== DOCUMENT ==
================================

To deploy with Docker, you should run:

docker run \
-p 8055:8055 \
-e SECRET=replace-with-secure-random-value \
directus/directus

If you have to use NPM, that’s also okay. You can create an initial Directus app by running:

npm init directus-project@latest <project-name>

You need to have Node18 to run Directus when this blog is posted. As mentioned, Docker is the recommended way.

While creating the Directus app, it asks for the database to be used in the app. We will select SQLite for this basic demo.

**Choose your database client**
PostgreSQL / Redshift
CockroachDB (Beta)
MySQL / MariaDB / Aurora
❯ SQLite
Microsoft SQL Server
Oracle Database

To start the app, we should run:

cd <project-name>
npx directus start

Once the app runs, you can open the admin panel by going to http://0.0.0.0:8055/admin.

In our example case, we will create a data collection. This data collection will contain data about books, such as titles, authors and summaries, similar to what we did in the previous blog.

================================

== PROVIDED DATA ==
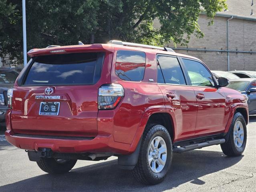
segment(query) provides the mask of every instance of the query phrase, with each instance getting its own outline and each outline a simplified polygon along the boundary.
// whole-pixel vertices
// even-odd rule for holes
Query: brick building
[[[228,70],[229,62],[230,70],[256,70],[255,1],[255,6],[252,0],[227,0],[228,10],[218,13],[212,26],[201,14],[198,24],[204,38],[192,35],[187,47],[177,45],[175,51],[200,58],[212,70]]]

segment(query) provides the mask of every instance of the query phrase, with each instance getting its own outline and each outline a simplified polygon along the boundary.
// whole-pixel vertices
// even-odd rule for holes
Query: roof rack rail
[[[111,40],[109,41],[108,44],[114,45],[123,45],[125,46],[131,46],[131,47],[138,47],[143,48],[148,48],[149,49],[159,49],[163,51],[169,51],[170,52],[175,52],[173,50],[169,47],[158,47],[153,45],[144,45],[143,44],[139,44],[139,43],[130,43],[129,42],[123,42],[117,40]]]
[[[49,48],[49,47],[60,47],[60,46],[59,45],[49,45],[46,47],[46,48]]]

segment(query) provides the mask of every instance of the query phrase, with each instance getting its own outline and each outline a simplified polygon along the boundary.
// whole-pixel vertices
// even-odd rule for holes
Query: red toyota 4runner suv
[[[34,49],[9,90],[5,134],[51,174],[111,156],[136,179],[165,178],[173,152],[246,142],[246,96],[200,60],[168,48],[108,44]]]

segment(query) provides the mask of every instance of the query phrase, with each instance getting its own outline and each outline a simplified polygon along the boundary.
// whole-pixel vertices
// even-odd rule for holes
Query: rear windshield
[[[249,81],[230,81],[227,87],[238,91],[245,90],[250,83]]]
[[[18,75],[15,71],[0,70],[0,83],[14,83]]]
[[[99,79],[104,53],[79,53],[36,58],[24,85],[93,84]]]

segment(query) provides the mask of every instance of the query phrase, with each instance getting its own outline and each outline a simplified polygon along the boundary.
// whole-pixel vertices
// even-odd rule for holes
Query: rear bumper
[[[50,148],[53,152],[59,153],[110,152],[128,154],[133,152],[130,150],[131,145],[115,142],[111,135],[98,135],[92,139],[65,139],[15,134],[12,130],[8,130],[5,136],[11,144],[28,150],[38,151],[39,148]]]

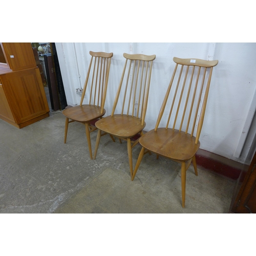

================================

== REQUIREMENTS ==
[1] Which database client does the Directus setup guide select for its basic demo?
[2] Echo the Directus setup guide from "MySQL / MariaDB" up to and including "going to http://0.0.0.0:8055/admin.".

== SOLUTIONS ==
[1] SQLite

[2]
MySQL / MariaDB / Aurora
❯ SQLite
Microsoft SQL Server
Oracle Database

To start the app, we should run:

cd <project-name>
npx directus start

Once the app runs, you can open the admin panel by going to http://0.0.0.0:8055/admin.